TEXT PROVIDED:
-------------------------

# Got to see Vizslas get rehabilitated on Dog Whisperer!



## cuddlebuglove (Apr 27, 2014)

I was so happy to see an episode of Dog Whisperer called Curbed by Cars on television on April 27th and on April 28th, an episode on Dog Whisperer was on YouTube .

Ginger and Booker two Vizslas, had been traumatized; the former had fallen into a ditch out on a run with her very type 'A' parents, who could not understand why she was afraid to go outside, let alone do an exercise run.

Booker had been born and grew up around the very wide and quiet countryside but his caregiver moved him to a bustling city and the sites and noises gave him trauma so much that even taking him out in an urban area to potty was traumatic.
Even unusual noises in the flat made Boomer run frantically in circles in terror.

Cesar Millan was stressing patience by telling the type 'A' couple to practice relaxation and not force Ginger to walk or run when she stopped, building up her self confidence while de escalating the fear when she was out.
With Boomer, he decdied to channel his instinct to run from the noise or sights by having him pull Cesar during rollerblading. Boomer was zooming and picking up speed, to the delight of onlookers.

This was a treat for me- to see two exquisite Vizslas, male and female, who when dozing.cuddled up on the couch of their caregivers or with Boomer right on his caregiver's lap.

I just had to share- I know that I get too emotional and I do apologize if that offends some, appearing to sentimental to an extreme.

However, I love the breed as I Weimaraners, GSPs,
Greyhounds and Galgos (Spanish sighthounds),
English Cocker Spaniels, and show English Springer Spaniels- there are a few more breeds that I am fond of as well.

I am extremely grateful to be able to share here and wish to thank you all for sharing your Vizsla lives with me. ;D


----------



## texasred (Jan 29, 2012)

No need to apologize. While I may not always appear to be, I'm pretty softhearted when it comes to dogs.


----------



## texasred (Jan 29, 2012)

Cuddlebug I know you have longed to share your life with one of these red dogs. There was a senior in rescue that needs a forever home. He is blind, and requires a quite home, but was said to be a real sweetheart. If your interested, I can try and find his information again.


----------



## cuddlebuglove (Apr 27, 2014)

No worries and thanks. Sadly, I live in a subsidized public housing studio that A: is too small to care for a medium sized dog properly and b: only allows service dogs .

However, I thank you for thinking of me. I think that helping out in a rescue is probably best for me. As far as I know, the SF Bay Area seems to have few if any Vizsla rescues.

If you hear of anything please let me know; even an event where the disabled (like me) can sit and pet them would be great. Again thank you.

The support here is great! I look forward to the contributers at this forum. ;D


----------

-------------------------

TO DO:
Please repeat, word for word, the part of the Dog Whisperer thread starting with "This was a treat" and going on through "to an extreme.". The entries come from a separate source.

-------------------------

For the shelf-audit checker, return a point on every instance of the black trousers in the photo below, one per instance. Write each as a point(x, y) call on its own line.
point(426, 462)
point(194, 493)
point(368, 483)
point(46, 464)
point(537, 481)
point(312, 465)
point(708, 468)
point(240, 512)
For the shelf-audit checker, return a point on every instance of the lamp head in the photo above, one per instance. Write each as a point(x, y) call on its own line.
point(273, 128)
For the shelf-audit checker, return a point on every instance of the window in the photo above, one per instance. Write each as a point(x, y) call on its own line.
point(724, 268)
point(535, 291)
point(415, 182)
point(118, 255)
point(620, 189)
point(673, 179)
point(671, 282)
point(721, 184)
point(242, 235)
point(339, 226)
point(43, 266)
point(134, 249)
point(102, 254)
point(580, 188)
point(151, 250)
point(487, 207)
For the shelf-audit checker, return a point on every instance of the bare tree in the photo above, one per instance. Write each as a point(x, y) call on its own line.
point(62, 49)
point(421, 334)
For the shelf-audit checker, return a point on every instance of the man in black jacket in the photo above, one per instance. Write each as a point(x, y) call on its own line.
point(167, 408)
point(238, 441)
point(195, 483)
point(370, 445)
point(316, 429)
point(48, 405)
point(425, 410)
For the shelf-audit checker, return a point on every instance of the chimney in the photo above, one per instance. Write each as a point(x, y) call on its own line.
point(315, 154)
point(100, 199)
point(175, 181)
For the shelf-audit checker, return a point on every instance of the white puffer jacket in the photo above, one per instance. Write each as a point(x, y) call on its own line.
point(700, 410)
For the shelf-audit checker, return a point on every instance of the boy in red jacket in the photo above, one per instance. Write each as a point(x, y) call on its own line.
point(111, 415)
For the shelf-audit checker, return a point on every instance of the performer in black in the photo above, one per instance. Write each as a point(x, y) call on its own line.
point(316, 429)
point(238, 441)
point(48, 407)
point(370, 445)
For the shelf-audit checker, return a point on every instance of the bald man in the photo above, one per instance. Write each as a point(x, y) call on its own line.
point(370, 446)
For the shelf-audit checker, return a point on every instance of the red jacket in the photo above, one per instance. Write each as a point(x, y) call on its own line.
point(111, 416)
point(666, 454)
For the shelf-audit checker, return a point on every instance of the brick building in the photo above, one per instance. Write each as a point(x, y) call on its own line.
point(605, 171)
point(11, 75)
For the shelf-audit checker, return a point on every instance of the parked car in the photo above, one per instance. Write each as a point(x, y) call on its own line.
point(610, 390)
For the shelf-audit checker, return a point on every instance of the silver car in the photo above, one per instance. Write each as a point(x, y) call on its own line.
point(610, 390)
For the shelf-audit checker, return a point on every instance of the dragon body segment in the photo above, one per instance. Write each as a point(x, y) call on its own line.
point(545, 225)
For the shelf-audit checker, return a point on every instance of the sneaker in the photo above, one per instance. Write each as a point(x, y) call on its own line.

-------------------------

TASK RESULT:
This was a treat for me- to see two exquisite Vizslas, male and female, who when dozing.cuddled up on the couch of their caregivers or with Boomer right on his caregiver's lap.

I just had to share- I know that I get too emotional and I do apologize if that offends some, appearing to sentimental to an extreme.